■ WORK INSTRUCTIONS:
The answer is every line in the data below that contains the word "each".

Dataset entries:
══════

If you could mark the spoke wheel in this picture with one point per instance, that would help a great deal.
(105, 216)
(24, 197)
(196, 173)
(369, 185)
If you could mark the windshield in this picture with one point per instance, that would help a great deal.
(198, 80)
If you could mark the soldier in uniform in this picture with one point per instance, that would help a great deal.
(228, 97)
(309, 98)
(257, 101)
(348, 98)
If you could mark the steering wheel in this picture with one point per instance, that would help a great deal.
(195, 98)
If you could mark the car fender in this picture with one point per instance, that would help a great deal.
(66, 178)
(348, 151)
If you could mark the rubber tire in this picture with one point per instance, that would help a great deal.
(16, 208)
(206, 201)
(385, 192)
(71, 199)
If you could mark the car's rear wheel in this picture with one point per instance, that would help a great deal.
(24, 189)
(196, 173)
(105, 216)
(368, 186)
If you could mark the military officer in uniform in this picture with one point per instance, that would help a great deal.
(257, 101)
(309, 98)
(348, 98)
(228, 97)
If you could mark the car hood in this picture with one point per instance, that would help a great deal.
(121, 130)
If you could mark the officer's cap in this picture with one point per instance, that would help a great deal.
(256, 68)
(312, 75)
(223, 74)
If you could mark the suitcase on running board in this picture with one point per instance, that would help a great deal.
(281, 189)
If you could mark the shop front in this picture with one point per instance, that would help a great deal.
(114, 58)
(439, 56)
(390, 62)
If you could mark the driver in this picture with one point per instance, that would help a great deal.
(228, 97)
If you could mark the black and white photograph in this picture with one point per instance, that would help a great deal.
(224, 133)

══════

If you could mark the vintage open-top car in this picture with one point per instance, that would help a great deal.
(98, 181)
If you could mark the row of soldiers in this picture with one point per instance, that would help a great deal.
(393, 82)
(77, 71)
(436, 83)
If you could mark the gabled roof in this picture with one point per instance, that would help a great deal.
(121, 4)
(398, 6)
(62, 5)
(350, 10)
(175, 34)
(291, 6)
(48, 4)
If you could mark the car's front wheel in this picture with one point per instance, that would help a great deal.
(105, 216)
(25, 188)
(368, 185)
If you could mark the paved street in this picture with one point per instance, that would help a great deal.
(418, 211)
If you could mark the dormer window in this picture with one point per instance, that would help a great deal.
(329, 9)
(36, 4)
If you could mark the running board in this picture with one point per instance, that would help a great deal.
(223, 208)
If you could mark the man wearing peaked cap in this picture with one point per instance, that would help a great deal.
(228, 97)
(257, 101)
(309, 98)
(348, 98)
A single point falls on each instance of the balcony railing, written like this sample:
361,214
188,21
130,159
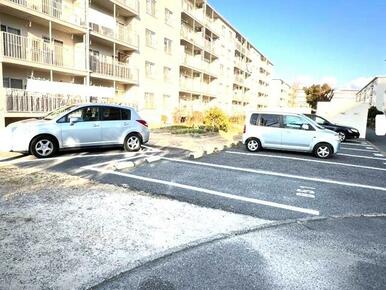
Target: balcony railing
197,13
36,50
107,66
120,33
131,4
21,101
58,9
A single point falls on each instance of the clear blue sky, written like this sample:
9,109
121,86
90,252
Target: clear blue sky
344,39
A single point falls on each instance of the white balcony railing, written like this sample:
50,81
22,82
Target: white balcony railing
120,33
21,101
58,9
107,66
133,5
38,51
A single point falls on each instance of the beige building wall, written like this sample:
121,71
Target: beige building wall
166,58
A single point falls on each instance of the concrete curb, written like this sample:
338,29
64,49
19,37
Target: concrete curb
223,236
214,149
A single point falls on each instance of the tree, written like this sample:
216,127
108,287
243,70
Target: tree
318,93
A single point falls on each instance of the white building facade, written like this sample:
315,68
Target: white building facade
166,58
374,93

══════

■ RESULT FOR THIS TASK:
A single point falls on each instance of the balcony railing, written like this sample:
A single point falls on each instance of the clear blue sky, written like this sample:
A single point falls on each instance of the white balcony railing, written like this sample:
A single point falls on each instance of the beige building wall, written like this sample:
A single point falls on each instance of the concrete curb, written like this sample:
A single point falls on each instance of the tree, written like this sample:
A single point falls on each instance of the white building facade, written like this sample:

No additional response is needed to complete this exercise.